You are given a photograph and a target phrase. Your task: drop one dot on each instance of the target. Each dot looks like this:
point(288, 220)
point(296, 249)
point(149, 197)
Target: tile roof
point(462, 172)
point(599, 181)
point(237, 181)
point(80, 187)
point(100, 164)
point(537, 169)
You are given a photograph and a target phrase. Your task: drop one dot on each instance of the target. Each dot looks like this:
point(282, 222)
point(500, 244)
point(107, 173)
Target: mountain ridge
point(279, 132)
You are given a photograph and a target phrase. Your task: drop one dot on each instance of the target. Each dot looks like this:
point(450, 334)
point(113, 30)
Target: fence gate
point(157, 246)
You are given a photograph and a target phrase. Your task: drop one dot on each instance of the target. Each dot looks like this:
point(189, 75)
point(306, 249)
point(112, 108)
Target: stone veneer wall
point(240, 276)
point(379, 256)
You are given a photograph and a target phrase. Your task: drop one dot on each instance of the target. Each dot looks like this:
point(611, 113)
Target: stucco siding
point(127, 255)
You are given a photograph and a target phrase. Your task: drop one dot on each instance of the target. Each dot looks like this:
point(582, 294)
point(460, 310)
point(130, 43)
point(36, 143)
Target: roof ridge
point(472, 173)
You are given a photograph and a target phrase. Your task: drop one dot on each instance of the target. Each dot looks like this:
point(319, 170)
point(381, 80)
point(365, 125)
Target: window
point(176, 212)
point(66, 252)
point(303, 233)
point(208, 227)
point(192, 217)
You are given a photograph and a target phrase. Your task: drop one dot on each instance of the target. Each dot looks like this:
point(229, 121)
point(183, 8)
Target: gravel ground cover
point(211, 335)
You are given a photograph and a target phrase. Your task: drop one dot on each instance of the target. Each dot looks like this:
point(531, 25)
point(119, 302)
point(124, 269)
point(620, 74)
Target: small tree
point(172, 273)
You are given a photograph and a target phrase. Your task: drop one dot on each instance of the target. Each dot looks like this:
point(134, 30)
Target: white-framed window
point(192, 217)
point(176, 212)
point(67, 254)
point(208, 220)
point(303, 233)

Your instructions: Report every line above that contains the word "window", copying each such line in full.

Solution for this task:
Target: window
Target: white-framed window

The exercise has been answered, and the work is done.